_How to complete this task_. The reply should consist of every entry, repeated exactly.

[Referring expression pointing data]
════════════════════

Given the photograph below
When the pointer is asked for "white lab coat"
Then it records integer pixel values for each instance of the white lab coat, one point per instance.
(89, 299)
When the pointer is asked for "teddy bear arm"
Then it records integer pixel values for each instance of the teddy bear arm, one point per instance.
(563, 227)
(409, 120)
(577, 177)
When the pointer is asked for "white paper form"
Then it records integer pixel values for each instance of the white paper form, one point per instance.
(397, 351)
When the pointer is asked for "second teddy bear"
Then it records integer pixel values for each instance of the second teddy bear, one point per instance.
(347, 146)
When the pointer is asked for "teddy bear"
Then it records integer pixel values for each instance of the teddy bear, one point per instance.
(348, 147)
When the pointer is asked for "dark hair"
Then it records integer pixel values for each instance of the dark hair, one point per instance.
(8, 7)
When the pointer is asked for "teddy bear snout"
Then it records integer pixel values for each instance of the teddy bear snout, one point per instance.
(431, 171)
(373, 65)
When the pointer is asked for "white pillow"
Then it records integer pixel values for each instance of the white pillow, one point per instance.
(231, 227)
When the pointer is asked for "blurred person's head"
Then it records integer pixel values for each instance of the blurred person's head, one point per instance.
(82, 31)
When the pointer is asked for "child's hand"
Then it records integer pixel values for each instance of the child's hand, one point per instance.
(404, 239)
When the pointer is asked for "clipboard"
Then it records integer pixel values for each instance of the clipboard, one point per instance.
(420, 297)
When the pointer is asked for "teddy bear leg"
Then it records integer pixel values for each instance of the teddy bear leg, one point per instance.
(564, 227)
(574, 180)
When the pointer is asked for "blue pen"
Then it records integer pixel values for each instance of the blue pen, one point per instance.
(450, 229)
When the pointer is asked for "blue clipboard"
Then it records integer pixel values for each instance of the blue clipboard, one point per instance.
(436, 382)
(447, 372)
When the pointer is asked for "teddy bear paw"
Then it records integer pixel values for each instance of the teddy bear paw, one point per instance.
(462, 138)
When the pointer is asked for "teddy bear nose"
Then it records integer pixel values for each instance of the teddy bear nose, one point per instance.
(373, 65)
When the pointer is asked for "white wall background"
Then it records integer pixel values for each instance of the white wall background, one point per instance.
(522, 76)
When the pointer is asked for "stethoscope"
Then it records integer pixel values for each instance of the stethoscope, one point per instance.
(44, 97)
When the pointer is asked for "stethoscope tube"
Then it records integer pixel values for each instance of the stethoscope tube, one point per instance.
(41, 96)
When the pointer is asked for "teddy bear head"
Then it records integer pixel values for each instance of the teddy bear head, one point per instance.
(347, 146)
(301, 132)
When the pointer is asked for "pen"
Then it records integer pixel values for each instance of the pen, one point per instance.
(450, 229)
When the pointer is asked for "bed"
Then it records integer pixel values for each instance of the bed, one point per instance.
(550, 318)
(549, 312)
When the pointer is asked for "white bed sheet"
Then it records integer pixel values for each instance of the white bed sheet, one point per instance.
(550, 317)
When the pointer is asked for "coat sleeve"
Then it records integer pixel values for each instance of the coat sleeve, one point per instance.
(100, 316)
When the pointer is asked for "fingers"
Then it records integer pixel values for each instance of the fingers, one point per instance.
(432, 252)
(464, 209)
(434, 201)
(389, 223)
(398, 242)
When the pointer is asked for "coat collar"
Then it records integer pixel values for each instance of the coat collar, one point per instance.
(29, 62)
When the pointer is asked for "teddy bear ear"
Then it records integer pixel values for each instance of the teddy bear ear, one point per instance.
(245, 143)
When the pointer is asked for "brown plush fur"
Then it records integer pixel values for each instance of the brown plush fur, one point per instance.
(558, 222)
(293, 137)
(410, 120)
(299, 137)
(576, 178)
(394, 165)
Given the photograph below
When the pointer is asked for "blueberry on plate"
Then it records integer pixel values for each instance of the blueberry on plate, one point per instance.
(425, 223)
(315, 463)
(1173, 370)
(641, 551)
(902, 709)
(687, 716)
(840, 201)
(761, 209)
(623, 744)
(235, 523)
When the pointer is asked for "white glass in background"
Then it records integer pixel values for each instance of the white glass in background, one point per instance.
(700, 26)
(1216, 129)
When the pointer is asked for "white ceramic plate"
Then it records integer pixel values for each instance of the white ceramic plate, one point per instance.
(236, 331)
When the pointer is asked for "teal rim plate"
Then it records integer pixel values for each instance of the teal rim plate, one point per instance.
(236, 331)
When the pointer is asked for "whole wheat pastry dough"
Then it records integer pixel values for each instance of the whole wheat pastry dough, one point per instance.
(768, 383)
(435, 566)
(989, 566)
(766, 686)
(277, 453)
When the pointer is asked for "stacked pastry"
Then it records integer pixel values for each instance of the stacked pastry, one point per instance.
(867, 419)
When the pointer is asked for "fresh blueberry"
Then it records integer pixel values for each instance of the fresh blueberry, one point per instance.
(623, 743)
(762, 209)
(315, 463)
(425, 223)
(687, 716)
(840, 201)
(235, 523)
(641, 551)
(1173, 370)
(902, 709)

════════════════════

_Solution_.
Given the photograph below
When the pointer is asked for "white lab coat"
Then it records integer pixel values for each instance of the white lab coat, one point per instance.
(89, 299)
When the pointer is asked for "teddy bear arm"
Then it records integer pixel values for each instance of the teddy bear arm, one point per instance.
(563, 227)
(409, 120)
(577, 177)
When the pointer is asked for "white paper form"
Then it records integer pixel values for each instance of the white paper form, one point per instance.
(397, 351)
When the pointer is asked for "second teddy bear"
Then it records integer pixel values for each instance of the second teddy bear, one point per instance.
(347, 146)
When the pointer is asked for "teddy bear"
Then it records integer pixel values for each instance of the teddy bear, one point per instance.
(348, 147)
When the pointer is asked for "dark hair"
Then it records integer pixel values for each instance of the dark hair, one point per instance.
(8, 7)
When the pointer is asked for "teddy bear snout"
Then it records integer pixel values for each instance of the teddy bear snout, one point per instance.
(431, 171)
(373, 65)
When the pointer is asked for "white pillow"
Then it records integer pixel values for each instance of the white pillow, one point per instance.
(231, 227)
When the pointer is asked for "blurred person's head"
Then it records integer pixel values for each instance of the blurred person's head, one point per instance.
(82, 31)
When the pointer is asked for "child's hand"
Then it records integer pixel values for each instance of the child's hand, one point per instance.
(404, 239)
When the pointer is asked for "clipboard"
Then it records integer pixel values for each instance of the clipboard, one point per instance.
(420, 297)
When the pointer is asked for "teddy bear leg"
Then it records integer pixel values for each instance of the teddy bear leg, one point per instance.
(564, 227)
(574, 180)
When the pointer is asked for "blue pen"
Then it records integer pixel values for each instance of the blue pen, one point per instance.
(450, 229)
When the pointer is asked for "blue clipboard"
Then it records integer pixel values for each instance of the blue clipboard, one point per instance.
(436, 382)
(447, 372)
When the pointer is asked for "teddy bear paw"
Then it records integer pixel values for each instance of the teddy bear paw, one point per instance.
(462, 138)
When the pointer is asked for "teddy bear nose"
Then it records integer pixel values for each instance of the teddy bear nose, one point per instance.
(373, 65)
When the pointer is asked for "white wall background"
Then it records integer pixel values for each instance of the white wall background, one point per instance.
(522, 76)
When the pointer is asked for "stethoscope"
Then it records integer pixel values for each instance of the stethoscope, one point per instance.
(44, 97)
When the pointer is asked for "stethoscope tube"
Then it records integer pixel values for each instance of the stethoscope tube, one point per instance.
(41, 96)
When the pointer is asked for "teddy bear head"
Then it records integer pixel values for each instance of the teddy bear head, one point per instance.
(347, 146)
(301, 132)
When the pointer is asked for "pen"
Then it records integer pixel values for each instance of the pen, one point per instance.
(450, 229)
When the pointer is asked for "bed"
Then it records integer pixel values for each instance of the bed, one point per instance.
(550, 318)
(549, 312)
When the pointer is asked for "white bed sheet"
Then it records integer pixel values for each instance of the white bed sheet, one point per instance.
(550, 317)
When the pointer is asked for "coat sleeve"
Then it records integer pixel values for each instance of the coat sleeve, one point per instance.
(100, 316)
When the pointer is asked for "fingers"
Then it records integer pixel values for each instance of the fingers, one point per instance.
(432, 252)
(464, 209)
(434, 201)
(389, 223)
(398, 242)
When the pointer is asked for "coat collar"
Then it records integer pixel values for each instance of the coat collar, one point per instance.
(29, 62)
When the pointer is asked for "teddy bear ear"
Then it records integer pixel values for each instance of the teddy bear ear, one point per instance.
(245, 143)
When the pointer is asked for "brown plush fur"
Then it records integer pixel values for each instance of the brown plush fur, one point per instance.
(558, 222)
(293, 137)
(410, 120)
(299, 137)
(576, 178)
(394, 165)
Given the photograph below
When the pointer is asked for "blueberry on plate"
Then it records integer pixel values for each instance of the blueberry on plate, one point per instance.
(425, 223)
(315, 463)
(1173, 370)
(641, 551)
(902, 709)
(687, 716)
(840, 201)
(761, 209)
(623, 744)
(235, 523)
When the pointer is asked for "white glass in background"
Then it records integer pixel values for each instance of the white glass in background, one point per instance.
(700, 26)
(1216, 129)
When the pointer is asked for "white ceramic plate"
Then it records integer pixel values for each instance of the white ceramic plate, one point per instance.
(236, 331)
When the pointer is asked for "teal rim plate"
Then it records integer pixel values for each instance of the teal rim plate, one point per instance.
(236, 331)
When the pointer is asked for "whole wheat pastry dough"
Then it records integer pixel values for each instance of the whole wheat pastry dough, one point per instance.
(768, 383)
(435, 566)
(989, 566)
(766, 686)
(277, 453)
When the pointer is asked for "stacked pastry"
Then it records integer pixel values for each instance of the stacked pastry, one point per instance.
(867, 419)
When the pointer is asked for "fresh blueberry"
Then it records integer pixel values for each instance of the fresh blueberry, one point per instance.
(623, 743)
(762, 209)
(315, 463)
(425, 223)
(687, 716)
(840, 201)
(235, 523)
(641, 551)
(1173, 370)
(902, 709)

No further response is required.